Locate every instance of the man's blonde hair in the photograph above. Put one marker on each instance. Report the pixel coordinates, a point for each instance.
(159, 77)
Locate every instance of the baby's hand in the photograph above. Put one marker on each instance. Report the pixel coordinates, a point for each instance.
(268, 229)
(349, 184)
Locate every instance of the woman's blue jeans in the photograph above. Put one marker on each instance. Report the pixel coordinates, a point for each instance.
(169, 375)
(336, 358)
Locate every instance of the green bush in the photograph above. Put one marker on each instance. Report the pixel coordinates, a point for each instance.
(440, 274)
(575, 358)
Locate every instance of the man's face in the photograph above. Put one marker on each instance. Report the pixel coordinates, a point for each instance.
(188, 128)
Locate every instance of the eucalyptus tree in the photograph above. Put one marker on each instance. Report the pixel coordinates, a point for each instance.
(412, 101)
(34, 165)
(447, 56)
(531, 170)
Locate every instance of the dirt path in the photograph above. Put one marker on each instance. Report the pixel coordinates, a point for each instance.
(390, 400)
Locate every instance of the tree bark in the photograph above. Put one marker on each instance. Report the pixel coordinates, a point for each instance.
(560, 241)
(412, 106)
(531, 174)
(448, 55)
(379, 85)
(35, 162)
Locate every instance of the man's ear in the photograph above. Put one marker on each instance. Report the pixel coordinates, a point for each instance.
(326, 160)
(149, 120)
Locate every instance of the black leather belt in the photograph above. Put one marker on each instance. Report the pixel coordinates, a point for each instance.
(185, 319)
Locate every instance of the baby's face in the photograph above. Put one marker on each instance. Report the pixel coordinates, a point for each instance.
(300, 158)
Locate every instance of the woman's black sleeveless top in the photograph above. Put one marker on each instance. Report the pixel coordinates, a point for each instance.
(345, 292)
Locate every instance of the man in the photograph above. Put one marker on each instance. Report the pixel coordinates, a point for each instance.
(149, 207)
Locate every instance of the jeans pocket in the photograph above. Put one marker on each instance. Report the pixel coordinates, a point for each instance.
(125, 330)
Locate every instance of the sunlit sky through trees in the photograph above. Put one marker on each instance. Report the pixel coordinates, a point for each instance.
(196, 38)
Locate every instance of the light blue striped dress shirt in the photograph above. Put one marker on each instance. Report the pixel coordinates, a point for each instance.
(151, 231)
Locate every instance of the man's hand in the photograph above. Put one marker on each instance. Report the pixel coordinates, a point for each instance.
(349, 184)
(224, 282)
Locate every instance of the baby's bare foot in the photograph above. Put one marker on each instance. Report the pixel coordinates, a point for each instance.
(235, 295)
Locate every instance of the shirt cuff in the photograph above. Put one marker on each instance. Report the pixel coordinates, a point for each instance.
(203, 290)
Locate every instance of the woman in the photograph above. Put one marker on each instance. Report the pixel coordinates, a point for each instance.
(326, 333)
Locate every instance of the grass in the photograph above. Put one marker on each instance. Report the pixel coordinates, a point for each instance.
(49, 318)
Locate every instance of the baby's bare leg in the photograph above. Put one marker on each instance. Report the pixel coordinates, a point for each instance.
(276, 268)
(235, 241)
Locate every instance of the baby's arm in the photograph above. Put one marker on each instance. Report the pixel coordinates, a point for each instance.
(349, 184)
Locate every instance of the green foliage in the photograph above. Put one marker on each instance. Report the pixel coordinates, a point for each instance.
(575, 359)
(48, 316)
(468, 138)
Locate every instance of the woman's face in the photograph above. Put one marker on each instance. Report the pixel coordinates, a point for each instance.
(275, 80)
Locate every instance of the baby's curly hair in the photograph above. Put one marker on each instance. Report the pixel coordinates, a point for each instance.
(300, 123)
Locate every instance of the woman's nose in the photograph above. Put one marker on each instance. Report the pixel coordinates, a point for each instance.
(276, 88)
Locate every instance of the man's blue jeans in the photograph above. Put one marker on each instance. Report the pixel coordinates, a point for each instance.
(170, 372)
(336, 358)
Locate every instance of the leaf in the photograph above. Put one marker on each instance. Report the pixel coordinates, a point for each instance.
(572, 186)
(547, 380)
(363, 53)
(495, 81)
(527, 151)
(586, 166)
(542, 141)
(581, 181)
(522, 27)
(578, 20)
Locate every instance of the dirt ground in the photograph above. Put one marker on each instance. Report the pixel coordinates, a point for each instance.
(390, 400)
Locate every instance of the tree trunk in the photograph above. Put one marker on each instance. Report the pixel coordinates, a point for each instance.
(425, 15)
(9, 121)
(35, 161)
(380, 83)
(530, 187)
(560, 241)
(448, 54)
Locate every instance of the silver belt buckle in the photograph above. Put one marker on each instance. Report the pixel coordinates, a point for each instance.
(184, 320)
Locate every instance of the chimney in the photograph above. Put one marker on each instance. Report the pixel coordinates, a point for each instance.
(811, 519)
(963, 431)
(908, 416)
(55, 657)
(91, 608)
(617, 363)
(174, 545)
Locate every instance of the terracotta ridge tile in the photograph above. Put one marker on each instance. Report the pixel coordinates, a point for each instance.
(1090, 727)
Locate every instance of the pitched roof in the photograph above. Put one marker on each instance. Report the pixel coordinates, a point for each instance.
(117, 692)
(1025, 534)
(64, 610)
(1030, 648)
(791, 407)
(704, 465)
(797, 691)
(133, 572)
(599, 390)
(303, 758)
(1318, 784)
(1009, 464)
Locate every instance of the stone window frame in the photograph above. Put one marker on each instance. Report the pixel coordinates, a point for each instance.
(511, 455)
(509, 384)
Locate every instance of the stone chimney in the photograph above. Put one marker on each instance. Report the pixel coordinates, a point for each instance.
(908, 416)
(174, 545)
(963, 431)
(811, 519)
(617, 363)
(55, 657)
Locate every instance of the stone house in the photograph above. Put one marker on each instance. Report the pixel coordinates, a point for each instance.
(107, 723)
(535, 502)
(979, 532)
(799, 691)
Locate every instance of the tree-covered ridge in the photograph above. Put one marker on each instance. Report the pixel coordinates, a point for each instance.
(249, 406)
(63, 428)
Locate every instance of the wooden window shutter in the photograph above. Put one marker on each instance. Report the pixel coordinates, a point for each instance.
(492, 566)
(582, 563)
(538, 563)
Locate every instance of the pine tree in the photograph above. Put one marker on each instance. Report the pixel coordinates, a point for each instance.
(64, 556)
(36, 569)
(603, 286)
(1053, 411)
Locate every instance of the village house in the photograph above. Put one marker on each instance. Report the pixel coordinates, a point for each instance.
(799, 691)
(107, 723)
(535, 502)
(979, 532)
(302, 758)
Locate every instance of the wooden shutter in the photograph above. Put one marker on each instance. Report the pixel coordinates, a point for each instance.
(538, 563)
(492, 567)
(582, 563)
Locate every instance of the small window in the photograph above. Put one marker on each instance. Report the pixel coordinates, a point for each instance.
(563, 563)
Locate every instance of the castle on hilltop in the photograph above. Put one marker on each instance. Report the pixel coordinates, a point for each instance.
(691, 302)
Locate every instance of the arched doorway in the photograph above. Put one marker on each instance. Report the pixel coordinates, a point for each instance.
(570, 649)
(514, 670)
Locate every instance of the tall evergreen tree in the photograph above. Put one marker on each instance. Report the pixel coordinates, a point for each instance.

===

_DESCRIPTION OF THE TASK_
All the data above must be copied again. Leave nothing out.

_THE ANSWER_
Locate every instance of the man's blonde hair in the photograph above. Put one marker on each instance. Report the pixel coordinates, a point for each instance.
(159, 77)
Locate every instance of the baby's hand in the photograph above. Put one marker on each instance. Report the pixel coordinates, a point for each instance.
(268, 229)
(349, 184)
Locate every instance of the woman's blue jeans in the photograph above. Put one marker on each instance. Report the pixel coordinates, a point for each instance.
(169, 375)
(336, 358)
Locate every instance of the green bush in the photograph above. Put one marker on each instance. Report the pixel coordinates, a point for each instance.
(440, 274)
(575, 358)
Locate every instance of the man's face in the photograph above. Put one marker on each instance. Report the pixel coordinates, a point for each instance.
(188, 128)
Locate every instance of the eucalyptus tree in the photograph above. Put one marker on each instance. Report the pixel coordinates, a point for each instance.
(412, 101)
(34, 165)
(447, 56)
(531, 170)
Locate every instance of the dirt path in the photograph above. Put one marker on each instance. Report the pixel coordinates, a point for each instance.
(390, 400)
Locate every instance of the tree bark in the photograph above. Put one marker on each instance. Report the pixel coordinates, a point for each instance.
(560, 241)
(412, 106)
(531, 174)
(448, 55)
(379, 85)
(35, 162)
Locate every instance of the man's ear in the photograph above. Put one marker on each instance. Report the pixel coordinates, a point for each instance.
(326, 160)
(149, 120)
Locate every instance of the black leather belt in the photograph above. Put one marker on each instance. Report the pixel coordinates, a point for each instance.
(185, 319)
Locate every instance of the baby's face in the photograph above. Put one marker on each instance. Report the pixel coordinates, a point for each instance.
(300, 158)
Locate every instance of the woman's black sleeveless top in the photograph above. Put one marker on each instance. Report the pixel coordinates, a point for each instance.
(345, 292)
Locate every instance of the man in the photograph above. Put one marker on each instance. Report the pixel coordinates, a point for each instance.
(149, 207)
Locate every instance of the jeans pocket in the photograph above. Put one marker on each instance. Report the pixel coordinates, a point for each instance.
(125, 330)
Locate every instance of the sunlit sky through trees in the photograph above. Put one marker on each instance. Report the pixel coordinates, a point for each instance.
(196, 38)
Locate every instance of the light blue striped dress shirt in the photograph above. Put one marker on each instance. Report the pixel coordinates, a point for each instance.
(151, 231)
Locate every instance of the man's hand in the photograph above. Put one marker on each instance. Report the pixel coordinates, a point for each instance.
(349, 184)
(224, 282)
Locate every instance of the baby's bare foot in the photograph above. Put one marker on each instance. Report the pixel coordinates, a point for each instance.
(235, 295)
Locate every instance of the shirt cuff in the photograph above. Put one marker on each instance. Report the pixel coordinates, a point for each instance.
(203, 290)
Locate every instance of the woman in the photograph above. Put one marker on each instance. Report the pixel coordinates, a point for each instance.
(326, 333)
Locate every instance of the grass in the photograph above. Put one marker on each instance. Report the pixel coordinates, a point for each instance.
(49, 318)
Locate every instance of the baby's bare leg in the photograph above. Put one marker on each instance. Report the pixel coordinates, a point for each instance.
(276, 268)
(235, 241)
Locate every instance of the baby's arm in the photograph above. Put one marker on each instance. Report the pixel coordinates, a point for each instance.
(349, 184)
Locate every instance of the green foliage in the photograph above. Put one marker on each instance. Report the pixel coordinates, a point for each instance.
(575, 359)
(48, 316)
(468, 138)
Locate every instance of the woman's face in the photograph above. Put one marker on each instance. Report the pixel coordinates, a point for each instance.
(275, 80)
Locate every instance of the baby's curly hair in the photograph above. Put one marker on each instance. Report the pixel coordinates, a point for each instance.
(300, 123)
Locate every instance of the woman's nose in the photograph above. Put one marker on each instance. Report the pixel coordinates, a point for each instance.
(276, 88)
Locate every instance of the man's blue jeans in the photograph above. Put one marker on each instance. Report the pixel coordinates, a point for each instance.
(170, 372)
(336, 358)
Locate every instance of the leaf in the photograph above. Put one marker on each instance. Report the pixel coordinates, a point for each instance.
(572, 186)
(547, 380)
(363, 53)
(495, 81)
(527, 151)
(586, 166)
(542, 141)
(581, 181)
(522, 27)
(578, 20)
Locate every instance of the dirt ground in the photograph above. Put one marker on each instance. Report the pixel coordinates, a point for each instance.
(390, 400)
Locate every instance of the tree trunk in the photograph above. Put one marker on each instance. Report the pixel coordinates, a point for each instance.
(425, 15)
(9, 121)
(35, 161)
(380, 83)
(530, 187)
(560, 241)
(448, 54)
Locate every instance of the silver belt buckle in the photograph above. Put one marker on each instance. Report the pixel coordinates, a point for each instance.
(184, 320)
Locate every instance of the chimney in the photograph above. Put one marker on each instance. Report the pixel coordinates, a point for each instance.
(811, 519)
(963, 431)
(908, 416)
(55, 657)
(91, 608)
(617, 363)
(174, 545)
Locate every instance of the terracotta ridge tile in the photograph above. Put one marker on each instance. Report the pixel coordinates, a point for each instance.
(1090, 727)
Locate every instance of the pitched roof in the photograph above. Put one marker on each instance. Report the pixel coordinates, a point for each instance.
(117, 692)
(1025, 534)
(64, 610)
(1030, 648)
(791, 407)
(704, 465)
(797, 691)
(133, 572)
(599, 390)
(303, 758)
(1318, 784)
(1009, 464)
Locate every instance of the stone window frame in the photograph above. Put one marker on each instance. Report the pixel coordinates, a point for each instance.
(511, 455)
(509, 384)
Locate every instance of the stone chimney in the photograph above. Put one marker on each instance. Report the pixel coordinates, a point for each instance.
(908, 416)
(174, 545)
(963, 431)
(811, 519)
(617, 363)
(55, 657)
Locate every instance of the stone house in the photograph above. Put one marker on each instance. Report the pixel coordinates, a point for each instance.
(107, 723)
(535, 502)
(979, 532)
(799, 691)
Locate every instance of the tree-covered ridge in the photograph above. Put one marker on each instance. Report the pixel coordinates, a point for each instance.
(249, 406)
(63, 428)
Locate every instance of the wooden window shutter in the photograph above. Put one marker on each instance. Report the pixel coordinates, a point for each instance.
(492, 566)
(582, 563)
(538, 563)
Locate every instance of the pine tree in the photograph above. Put one marker on each instance. Report the pixel coordinates, a point for each instance.
(64, 556)
(36, 569)
(603, 286)
(1053, 411)
Locate every instance of the village house in the photograph above. Put one marker on each instance. Report the pixel coordinates, a point for each instance.
(799, 691)
(107, 723)
(535, 502)
(979, 532)
(302, 758)
Locate every instance of the wooden shutter in the photograph above. Put one marker on each instance. Report the pixel coordinates, a point for each instance.
(538, 563)
(492, 567)
(582, 563)
Locate every instance of the small window in the photograph above. Put one marker on each instance. Report the pixel coordinates, a point for each instance.
(563, 563)
Locate every instance of the castle on hilltop in the photograph above. Put one marker on each instance. Report the pixel coordinates, a point for each instance.
(691, 302)
Locate every instance of the arched doorway in the photograph above. Put one marker on each instance. Report the pixel coordinates, a point for each instance.
(570, 649)
(514, 670)
Locate every instance of the tall evergreen tree in the photograph above. Put one marker on each instance. Report the pixel coordinates, a point for each instance.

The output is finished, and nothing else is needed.